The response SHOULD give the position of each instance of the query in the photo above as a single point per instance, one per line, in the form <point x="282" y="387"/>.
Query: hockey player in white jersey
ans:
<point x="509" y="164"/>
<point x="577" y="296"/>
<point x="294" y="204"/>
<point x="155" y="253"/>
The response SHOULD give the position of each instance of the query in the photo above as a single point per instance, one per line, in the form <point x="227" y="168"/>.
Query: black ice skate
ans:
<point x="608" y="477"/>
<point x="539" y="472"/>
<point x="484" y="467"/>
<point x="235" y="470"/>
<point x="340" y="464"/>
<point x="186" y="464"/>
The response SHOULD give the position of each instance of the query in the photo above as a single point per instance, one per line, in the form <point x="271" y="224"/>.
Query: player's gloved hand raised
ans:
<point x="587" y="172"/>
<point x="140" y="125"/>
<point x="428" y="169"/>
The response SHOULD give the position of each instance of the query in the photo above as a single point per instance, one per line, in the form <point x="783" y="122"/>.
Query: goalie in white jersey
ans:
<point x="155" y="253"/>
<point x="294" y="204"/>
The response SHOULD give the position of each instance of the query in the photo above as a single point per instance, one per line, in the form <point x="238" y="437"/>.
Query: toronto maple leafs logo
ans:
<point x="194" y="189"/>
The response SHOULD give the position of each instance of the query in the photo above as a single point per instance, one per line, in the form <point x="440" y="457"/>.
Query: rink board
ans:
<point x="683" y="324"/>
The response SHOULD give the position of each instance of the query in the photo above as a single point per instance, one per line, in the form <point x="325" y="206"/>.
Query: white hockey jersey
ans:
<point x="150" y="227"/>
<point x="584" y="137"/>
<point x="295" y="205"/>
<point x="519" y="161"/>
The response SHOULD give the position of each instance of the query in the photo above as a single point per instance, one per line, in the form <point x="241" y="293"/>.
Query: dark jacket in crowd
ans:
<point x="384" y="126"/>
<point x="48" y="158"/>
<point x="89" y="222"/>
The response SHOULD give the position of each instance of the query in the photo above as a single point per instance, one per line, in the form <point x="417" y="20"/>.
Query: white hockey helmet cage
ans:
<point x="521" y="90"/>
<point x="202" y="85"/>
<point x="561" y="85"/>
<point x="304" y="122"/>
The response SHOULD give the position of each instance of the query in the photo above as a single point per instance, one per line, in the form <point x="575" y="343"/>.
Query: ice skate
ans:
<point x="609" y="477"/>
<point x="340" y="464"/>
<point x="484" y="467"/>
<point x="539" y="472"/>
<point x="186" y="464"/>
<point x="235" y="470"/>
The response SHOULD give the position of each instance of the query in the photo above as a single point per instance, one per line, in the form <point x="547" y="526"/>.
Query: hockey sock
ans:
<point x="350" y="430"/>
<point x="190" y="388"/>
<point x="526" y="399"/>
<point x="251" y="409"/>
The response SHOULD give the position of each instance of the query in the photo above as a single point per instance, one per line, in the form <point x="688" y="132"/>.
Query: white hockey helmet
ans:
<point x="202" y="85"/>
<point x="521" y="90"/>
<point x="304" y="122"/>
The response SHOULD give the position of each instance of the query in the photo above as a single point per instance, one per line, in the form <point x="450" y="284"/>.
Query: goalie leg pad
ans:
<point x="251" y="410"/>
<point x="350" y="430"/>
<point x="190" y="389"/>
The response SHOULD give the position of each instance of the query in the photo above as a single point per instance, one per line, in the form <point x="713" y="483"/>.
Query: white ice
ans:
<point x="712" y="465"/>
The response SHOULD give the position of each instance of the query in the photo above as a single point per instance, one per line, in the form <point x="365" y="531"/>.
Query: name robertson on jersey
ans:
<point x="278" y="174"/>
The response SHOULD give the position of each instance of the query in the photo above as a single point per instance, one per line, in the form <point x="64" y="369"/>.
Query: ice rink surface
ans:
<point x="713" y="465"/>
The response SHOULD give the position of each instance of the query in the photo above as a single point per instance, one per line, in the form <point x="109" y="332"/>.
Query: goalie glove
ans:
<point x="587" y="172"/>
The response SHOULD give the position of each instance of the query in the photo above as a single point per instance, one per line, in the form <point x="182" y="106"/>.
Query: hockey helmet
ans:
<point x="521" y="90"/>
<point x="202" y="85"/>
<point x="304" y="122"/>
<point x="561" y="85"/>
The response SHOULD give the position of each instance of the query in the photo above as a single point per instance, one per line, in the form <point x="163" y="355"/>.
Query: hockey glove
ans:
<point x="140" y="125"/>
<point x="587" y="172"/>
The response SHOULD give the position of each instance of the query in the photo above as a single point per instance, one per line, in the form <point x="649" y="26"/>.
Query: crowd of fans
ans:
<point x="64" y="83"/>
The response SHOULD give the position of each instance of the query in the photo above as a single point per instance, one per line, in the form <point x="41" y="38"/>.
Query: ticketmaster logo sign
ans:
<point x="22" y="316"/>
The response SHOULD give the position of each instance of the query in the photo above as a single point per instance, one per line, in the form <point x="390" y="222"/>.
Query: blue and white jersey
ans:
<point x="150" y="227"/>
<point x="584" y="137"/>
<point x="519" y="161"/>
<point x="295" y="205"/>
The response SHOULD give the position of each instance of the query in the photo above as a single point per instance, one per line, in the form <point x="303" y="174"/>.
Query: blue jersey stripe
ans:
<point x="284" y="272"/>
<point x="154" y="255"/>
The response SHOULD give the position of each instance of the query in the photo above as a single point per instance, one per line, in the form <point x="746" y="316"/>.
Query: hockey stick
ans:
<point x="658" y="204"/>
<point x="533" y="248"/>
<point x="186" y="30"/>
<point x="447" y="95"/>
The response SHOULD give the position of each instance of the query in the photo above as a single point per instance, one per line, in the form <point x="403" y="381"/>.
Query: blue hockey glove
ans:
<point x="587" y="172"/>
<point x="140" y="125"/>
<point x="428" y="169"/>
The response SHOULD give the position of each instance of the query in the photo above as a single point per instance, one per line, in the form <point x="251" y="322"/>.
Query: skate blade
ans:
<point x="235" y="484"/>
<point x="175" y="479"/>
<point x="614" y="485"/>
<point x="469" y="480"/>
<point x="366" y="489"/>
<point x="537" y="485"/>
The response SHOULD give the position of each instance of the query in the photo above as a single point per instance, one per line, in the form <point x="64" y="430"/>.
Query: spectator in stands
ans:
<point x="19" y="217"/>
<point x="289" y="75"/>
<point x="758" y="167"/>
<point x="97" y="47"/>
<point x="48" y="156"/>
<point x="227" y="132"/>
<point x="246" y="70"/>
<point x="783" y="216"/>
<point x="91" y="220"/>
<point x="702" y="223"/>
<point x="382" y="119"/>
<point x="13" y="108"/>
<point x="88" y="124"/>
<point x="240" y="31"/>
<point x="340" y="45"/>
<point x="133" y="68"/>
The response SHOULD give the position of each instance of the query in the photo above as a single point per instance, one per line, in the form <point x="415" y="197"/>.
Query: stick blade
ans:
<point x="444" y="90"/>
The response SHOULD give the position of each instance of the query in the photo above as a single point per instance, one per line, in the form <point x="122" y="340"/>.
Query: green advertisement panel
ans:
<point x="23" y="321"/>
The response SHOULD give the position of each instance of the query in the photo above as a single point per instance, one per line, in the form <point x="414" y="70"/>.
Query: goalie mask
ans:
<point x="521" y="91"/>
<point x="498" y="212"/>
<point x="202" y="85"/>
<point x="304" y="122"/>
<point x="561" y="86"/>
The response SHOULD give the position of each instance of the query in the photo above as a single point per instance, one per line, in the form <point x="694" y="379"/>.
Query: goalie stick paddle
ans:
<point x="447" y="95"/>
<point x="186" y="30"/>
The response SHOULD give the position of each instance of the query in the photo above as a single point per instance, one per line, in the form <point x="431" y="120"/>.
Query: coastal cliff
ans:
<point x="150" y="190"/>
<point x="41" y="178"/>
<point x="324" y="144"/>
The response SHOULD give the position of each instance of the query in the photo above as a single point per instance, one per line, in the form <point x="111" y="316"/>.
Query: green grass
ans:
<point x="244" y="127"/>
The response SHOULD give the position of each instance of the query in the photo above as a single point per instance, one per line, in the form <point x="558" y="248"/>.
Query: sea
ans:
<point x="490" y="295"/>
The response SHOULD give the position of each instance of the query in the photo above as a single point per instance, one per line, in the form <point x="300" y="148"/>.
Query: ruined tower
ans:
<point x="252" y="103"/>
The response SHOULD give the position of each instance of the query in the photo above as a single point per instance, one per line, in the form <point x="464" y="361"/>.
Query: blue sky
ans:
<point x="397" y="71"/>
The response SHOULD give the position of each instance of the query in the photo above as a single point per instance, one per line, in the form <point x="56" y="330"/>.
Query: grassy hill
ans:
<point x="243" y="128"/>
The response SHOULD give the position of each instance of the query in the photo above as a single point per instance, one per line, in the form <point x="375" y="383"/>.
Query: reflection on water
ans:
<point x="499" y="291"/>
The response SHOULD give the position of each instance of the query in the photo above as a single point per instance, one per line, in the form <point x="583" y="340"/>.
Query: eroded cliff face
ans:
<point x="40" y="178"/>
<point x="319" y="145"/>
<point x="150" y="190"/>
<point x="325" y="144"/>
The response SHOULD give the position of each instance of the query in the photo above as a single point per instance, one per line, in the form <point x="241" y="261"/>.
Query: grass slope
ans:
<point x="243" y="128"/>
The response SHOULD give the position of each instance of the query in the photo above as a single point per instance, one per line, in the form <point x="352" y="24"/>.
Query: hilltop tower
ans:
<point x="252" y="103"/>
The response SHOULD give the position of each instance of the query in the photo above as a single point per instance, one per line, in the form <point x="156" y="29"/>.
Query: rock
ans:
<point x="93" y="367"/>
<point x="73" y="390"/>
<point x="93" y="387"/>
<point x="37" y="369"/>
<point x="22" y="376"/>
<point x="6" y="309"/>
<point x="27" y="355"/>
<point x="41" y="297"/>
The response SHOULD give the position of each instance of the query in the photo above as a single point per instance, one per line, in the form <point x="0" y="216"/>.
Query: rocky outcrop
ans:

***

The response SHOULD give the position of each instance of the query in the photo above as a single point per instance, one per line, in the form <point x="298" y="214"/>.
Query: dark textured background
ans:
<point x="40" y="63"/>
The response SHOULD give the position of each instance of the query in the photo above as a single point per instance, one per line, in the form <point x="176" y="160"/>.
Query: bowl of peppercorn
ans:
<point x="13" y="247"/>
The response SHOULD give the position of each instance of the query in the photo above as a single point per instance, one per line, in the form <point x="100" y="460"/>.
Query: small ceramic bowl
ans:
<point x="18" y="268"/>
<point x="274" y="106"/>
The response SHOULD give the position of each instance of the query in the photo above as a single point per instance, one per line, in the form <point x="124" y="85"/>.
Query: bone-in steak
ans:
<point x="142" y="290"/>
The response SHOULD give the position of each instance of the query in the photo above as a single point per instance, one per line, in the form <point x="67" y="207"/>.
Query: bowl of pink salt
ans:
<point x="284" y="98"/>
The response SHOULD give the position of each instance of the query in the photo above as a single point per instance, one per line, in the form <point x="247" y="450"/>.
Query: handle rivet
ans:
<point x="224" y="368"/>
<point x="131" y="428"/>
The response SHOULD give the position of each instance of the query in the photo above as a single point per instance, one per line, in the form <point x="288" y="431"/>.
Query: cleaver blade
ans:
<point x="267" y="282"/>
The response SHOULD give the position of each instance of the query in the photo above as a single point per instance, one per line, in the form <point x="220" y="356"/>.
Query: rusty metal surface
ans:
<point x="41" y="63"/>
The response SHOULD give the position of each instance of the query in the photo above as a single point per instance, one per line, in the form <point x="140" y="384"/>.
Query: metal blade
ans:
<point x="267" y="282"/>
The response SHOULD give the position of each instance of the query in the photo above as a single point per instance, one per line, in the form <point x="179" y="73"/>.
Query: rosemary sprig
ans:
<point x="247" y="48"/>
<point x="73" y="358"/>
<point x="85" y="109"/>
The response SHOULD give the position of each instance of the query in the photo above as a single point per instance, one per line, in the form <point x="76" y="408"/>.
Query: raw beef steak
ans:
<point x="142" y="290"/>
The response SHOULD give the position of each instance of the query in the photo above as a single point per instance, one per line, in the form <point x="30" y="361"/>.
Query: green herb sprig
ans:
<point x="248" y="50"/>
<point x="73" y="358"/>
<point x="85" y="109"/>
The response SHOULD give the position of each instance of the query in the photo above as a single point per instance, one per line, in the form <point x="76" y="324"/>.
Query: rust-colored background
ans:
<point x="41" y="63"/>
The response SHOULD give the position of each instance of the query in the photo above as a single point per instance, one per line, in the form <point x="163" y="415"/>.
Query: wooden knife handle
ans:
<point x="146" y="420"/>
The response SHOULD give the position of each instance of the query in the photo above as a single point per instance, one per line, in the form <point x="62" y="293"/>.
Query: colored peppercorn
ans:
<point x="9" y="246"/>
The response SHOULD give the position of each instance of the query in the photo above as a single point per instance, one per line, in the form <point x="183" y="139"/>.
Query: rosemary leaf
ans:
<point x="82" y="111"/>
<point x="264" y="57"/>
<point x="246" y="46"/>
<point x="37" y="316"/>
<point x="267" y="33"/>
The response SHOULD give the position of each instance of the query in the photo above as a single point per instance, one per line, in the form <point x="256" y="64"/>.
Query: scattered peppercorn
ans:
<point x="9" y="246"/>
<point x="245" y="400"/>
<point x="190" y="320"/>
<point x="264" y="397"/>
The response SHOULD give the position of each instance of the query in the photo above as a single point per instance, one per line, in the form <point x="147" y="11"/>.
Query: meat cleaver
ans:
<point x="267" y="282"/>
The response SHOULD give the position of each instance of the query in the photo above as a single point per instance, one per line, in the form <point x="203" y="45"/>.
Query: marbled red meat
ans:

***

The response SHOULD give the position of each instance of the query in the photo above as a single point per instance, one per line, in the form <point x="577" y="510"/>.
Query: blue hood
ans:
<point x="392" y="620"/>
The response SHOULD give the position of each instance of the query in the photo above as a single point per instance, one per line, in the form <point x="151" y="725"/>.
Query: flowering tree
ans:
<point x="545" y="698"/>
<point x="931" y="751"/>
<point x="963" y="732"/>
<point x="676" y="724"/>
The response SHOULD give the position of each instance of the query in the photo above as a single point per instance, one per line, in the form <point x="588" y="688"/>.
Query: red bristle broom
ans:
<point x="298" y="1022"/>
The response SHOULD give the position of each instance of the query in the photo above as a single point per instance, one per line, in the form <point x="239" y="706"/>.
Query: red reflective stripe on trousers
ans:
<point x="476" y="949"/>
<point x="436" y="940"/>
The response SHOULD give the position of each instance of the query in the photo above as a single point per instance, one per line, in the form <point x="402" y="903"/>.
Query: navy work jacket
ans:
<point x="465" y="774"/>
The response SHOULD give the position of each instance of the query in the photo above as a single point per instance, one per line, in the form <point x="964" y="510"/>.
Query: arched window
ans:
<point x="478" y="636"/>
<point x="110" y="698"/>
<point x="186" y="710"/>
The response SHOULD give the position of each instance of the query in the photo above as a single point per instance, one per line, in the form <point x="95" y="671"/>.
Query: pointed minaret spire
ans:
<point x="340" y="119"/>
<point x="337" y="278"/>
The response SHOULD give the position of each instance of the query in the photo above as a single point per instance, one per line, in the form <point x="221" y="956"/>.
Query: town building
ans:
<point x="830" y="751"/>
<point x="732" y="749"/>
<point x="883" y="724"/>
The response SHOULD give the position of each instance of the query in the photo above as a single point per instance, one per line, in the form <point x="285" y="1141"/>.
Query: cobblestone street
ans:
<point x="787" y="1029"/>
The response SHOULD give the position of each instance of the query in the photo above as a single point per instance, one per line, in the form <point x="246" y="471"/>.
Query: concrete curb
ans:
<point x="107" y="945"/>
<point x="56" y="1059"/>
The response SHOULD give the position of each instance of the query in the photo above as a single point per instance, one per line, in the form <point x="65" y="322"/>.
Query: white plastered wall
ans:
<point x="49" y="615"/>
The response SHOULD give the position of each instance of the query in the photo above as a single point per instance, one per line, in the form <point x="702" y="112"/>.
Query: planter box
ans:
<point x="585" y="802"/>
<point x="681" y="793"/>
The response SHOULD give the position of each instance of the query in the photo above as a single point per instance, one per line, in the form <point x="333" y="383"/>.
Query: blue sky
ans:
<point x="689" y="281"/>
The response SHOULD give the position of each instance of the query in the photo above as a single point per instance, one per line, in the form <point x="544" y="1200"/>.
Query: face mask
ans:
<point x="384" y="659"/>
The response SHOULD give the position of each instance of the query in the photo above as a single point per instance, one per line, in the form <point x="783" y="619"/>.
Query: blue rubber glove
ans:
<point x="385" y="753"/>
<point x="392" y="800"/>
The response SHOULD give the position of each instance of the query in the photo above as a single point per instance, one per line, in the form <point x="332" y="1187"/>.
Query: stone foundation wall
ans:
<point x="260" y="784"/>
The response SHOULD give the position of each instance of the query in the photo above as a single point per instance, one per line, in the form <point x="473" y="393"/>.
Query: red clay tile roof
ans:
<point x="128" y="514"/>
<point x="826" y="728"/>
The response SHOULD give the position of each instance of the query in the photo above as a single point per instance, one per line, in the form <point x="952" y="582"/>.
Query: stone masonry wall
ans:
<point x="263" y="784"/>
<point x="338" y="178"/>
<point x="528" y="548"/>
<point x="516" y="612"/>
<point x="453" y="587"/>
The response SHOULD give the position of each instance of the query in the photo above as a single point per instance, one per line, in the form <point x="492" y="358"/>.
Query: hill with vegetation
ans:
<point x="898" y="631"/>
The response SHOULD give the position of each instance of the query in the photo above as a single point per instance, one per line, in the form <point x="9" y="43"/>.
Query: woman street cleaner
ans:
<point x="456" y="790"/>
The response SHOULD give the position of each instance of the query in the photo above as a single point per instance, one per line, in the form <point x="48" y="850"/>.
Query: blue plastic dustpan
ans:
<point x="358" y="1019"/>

***

§ The exercise: Filter the records above down to the lines that contain the word "jacket", copying each such line unchanged. The match is case-sensitive.

§ Full response:
Query: dark jacket in crowd
Query: navy work jacket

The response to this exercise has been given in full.